> _Passage to read_
☆ ☆ ☆

A Literary Paris: Hemingway, Colette, Sedaris, and Others on the Uncommon Lure of the City of Light. 2010. One reviewer called this a “love letter to Paris.” A dazzling literary celebration of the City of Light: stroll along the Seine with David Sedaris in Me Talk Pretty One Day, sample croissants in a patisserie with M.F.K. Fisher in As They Were, and savor Mona Lisa’s smile at the Louvre with Mark Twain in Innocents Abroad. With fascinating annotations on the works, the writers, and the wonders of one of the world?s most beautiful places, A Literary Paris takes you on a bon voyage through this incomparable city–one mot juste at a time! Beautiful illustrations, too.

☆ ☆ ☆

(Entries drawn from a collection)
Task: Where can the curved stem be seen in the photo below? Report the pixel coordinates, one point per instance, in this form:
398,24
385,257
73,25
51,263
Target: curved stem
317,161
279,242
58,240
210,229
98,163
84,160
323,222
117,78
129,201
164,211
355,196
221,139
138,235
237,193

☆ ☆ ☆

> _Aim of the exercise_
Write out, word for word, the section of the book description above that starts with "A Literary Paris: Hemingway, Colette, Sedaris, and" and finishes with "Beautiful illustrations, too.".

> _Problem solution_
A Literary Paris: Hemingway, Colette, Sedaris, and Others on the Uncommon Lure of the City of Light. 2010. One reviewer called this a “love letter to Paris.” A dazzling literary celebration of the City of Light: stroll along the Seine with David Sedaris in Me Talk Pretty One Day, sample croissants in a patisserie with M.F.K. Fisher in As They Were, and savor Mona Lisa’s smile at the Louvre with Mark Twain in Innocents Abroad. With fascinating annotations on the works, the writers, and the wonders of one of the world?s most beautiful places, A Literary Paris takes you on a bon voyage through this incomparable city–one mot juste at a time! Beautiful illustrations, too.